↓
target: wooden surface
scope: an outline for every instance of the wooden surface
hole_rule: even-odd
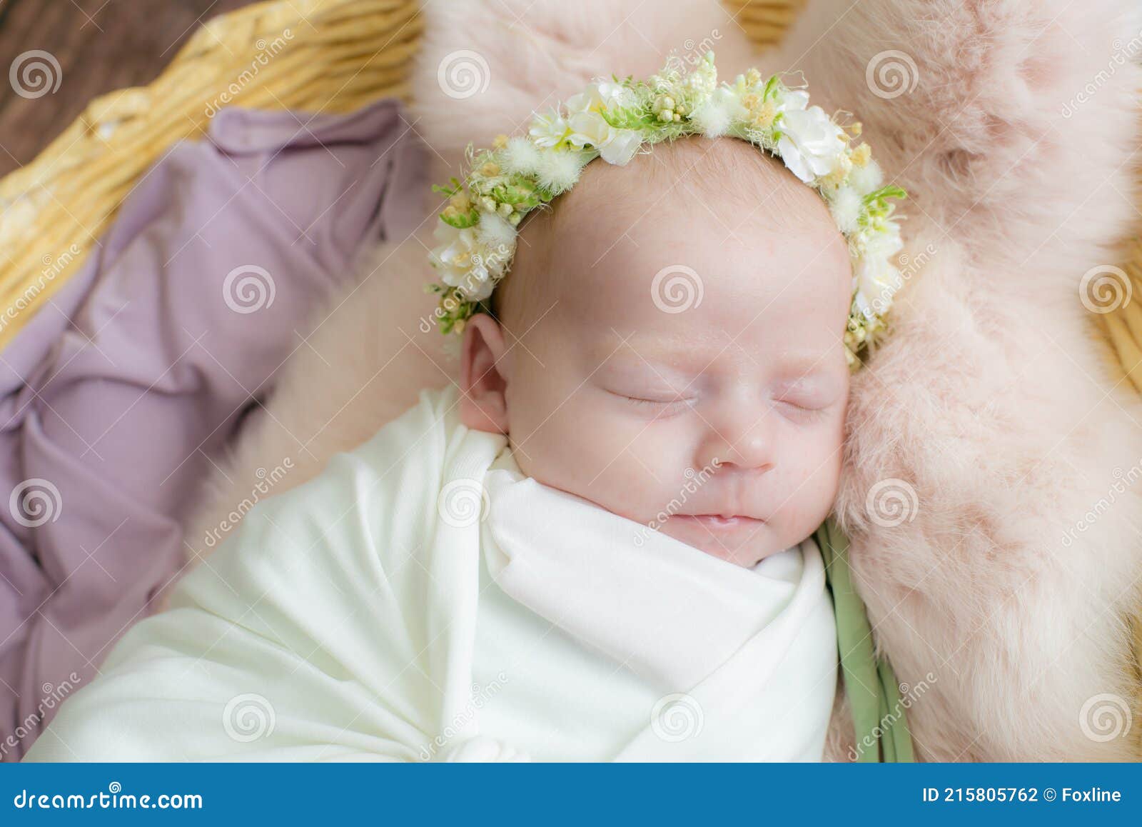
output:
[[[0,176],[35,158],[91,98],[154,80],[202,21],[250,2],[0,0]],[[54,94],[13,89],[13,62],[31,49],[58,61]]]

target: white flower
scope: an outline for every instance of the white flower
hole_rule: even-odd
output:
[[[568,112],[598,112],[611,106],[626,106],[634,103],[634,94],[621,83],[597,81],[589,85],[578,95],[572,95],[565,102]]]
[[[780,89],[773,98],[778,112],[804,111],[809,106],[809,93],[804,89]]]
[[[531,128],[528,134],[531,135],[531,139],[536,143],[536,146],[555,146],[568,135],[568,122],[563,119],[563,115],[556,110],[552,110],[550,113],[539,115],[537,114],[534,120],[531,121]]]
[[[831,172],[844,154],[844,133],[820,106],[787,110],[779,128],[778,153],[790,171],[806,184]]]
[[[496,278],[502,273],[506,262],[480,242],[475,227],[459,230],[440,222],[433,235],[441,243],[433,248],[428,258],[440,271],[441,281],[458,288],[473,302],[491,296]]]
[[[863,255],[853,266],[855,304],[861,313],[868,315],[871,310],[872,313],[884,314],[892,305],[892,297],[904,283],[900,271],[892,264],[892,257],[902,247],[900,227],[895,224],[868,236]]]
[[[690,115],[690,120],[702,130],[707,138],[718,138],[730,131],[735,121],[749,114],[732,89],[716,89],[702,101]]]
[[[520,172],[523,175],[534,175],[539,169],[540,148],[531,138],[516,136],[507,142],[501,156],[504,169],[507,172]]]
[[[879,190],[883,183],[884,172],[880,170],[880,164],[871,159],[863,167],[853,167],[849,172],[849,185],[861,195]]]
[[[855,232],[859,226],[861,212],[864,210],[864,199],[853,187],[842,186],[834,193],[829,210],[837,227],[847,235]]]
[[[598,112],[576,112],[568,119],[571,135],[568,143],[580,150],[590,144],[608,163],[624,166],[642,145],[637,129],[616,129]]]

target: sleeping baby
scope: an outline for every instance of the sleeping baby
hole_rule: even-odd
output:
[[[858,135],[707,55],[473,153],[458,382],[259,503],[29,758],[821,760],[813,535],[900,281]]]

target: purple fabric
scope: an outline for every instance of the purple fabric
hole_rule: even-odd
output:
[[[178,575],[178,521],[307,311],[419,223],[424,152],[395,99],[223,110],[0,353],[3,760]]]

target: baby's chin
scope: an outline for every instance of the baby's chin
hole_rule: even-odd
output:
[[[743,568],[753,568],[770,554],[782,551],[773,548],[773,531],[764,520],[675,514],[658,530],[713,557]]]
↑
- WHAT THE TASK ASKS:
Count the lines in the records above that contain the string "flower", matching case exactly. Reply with the number alone.

- RIGHT ANSWER:
2